- _Page_
_ _ _ _ _ _ _
C’est une opération, avec la pandémie, qui va être encore plus complexe que ça ne l’aurait été d’habitude, déjà que les sorties de chasse, c’est toujours compliqué!, lance le directeur de l’Association des chasseurs de phoque intra-Québec, Gil Thériault.

La chasse scientifique au phoque gris, autorisée en octobre par Québec, pourrait s’ouvrir d’ici la fin du mois à l’île Brion si Dame nature, les chasseurs et les scientifiques arrivent à se coordonner.

M. Thériault explique que la période de chasse aux jeunes phoques gris est optimale durant une période assez limitée.

Les chasseurs disposent d’une fenêtre de deux à trois semaines à partir de la fin janvier pour capturer les jeunes phoques, au moment où ils sont sevrés, mais avant qu’ils entrent à l’eau. Sinon ça devient très compliqué de les chasser, explique Gil Thériault. Et en plus, il faut qu’il fasse beau en plus durant cette période-là pour qu’on puisse sortir en mer.

En plus de ces contraintes habituelles, Gil Thériault explique que les chasseurs doivent cette année se coordonner avec une équipe de scientifiques de l’Université Laval qui viendra observer la chasse, permise sur une section limitée de la plage de l’île Brion.

Dans un contexte de pandémie, on doit s’organiser avec des gens de l’extérieur, en zone rouge, qui doivent venir aux Îles, qui doivent affréter un bateau, explique Gil Thériault. Est-ce qu’ils auront une quarantaine à respecter, pas de quarantaine avec des permissions spéciales?
_ _ _ _ _ _ _
- _Données fournies_
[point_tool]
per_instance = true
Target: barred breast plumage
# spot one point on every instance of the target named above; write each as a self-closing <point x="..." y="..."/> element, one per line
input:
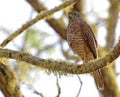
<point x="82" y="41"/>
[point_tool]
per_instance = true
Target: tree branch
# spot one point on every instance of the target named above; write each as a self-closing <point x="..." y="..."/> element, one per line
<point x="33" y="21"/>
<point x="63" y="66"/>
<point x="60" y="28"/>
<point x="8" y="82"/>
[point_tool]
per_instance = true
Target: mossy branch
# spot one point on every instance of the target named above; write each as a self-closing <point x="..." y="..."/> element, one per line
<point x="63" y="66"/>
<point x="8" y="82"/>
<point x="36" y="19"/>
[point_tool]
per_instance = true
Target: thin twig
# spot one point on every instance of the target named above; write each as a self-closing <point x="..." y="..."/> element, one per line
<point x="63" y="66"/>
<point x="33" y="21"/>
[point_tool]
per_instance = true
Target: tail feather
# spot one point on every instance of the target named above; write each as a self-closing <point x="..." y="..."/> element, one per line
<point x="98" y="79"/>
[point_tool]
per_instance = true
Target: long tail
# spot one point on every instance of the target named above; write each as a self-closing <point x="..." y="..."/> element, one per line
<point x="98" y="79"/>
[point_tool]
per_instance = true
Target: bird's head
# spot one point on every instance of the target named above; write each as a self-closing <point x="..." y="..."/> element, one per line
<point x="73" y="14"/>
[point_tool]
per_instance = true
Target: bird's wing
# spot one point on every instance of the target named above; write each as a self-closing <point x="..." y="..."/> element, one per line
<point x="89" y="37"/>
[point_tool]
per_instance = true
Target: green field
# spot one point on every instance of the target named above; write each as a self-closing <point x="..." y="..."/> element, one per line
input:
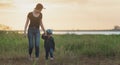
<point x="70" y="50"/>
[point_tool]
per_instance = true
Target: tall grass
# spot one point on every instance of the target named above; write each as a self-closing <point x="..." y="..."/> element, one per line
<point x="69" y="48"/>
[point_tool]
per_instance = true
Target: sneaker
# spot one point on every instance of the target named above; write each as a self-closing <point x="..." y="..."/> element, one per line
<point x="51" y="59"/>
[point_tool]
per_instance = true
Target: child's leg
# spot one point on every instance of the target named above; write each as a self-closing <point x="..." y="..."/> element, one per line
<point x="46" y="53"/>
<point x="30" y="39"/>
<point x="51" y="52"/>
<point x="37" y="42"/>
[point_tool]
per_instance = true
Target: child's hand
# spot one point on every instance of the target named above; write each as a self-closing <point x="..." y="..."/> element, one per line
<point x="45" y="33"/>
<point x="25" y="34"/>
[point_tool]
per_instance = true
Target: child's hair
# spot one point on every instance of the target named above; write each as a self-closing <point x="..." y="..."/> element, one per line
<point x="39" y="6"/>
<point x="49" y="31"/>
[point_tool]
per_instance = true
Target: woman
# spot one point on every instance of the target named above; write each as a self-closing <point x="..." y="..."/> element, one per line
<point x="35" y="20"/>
_ _ _ _ _ _ _
- _Consigne_
Selon le texte sur la chasse au phoque gris, de combien de temps les chasseurs disposent-ils à partir de la fin janvier pour capturer les jeunes phoques ? Répondez en une phrase, s'il vous plaît.

- _Corrigé_
Ils disposent d'une fenêtre de deux à trois semaines.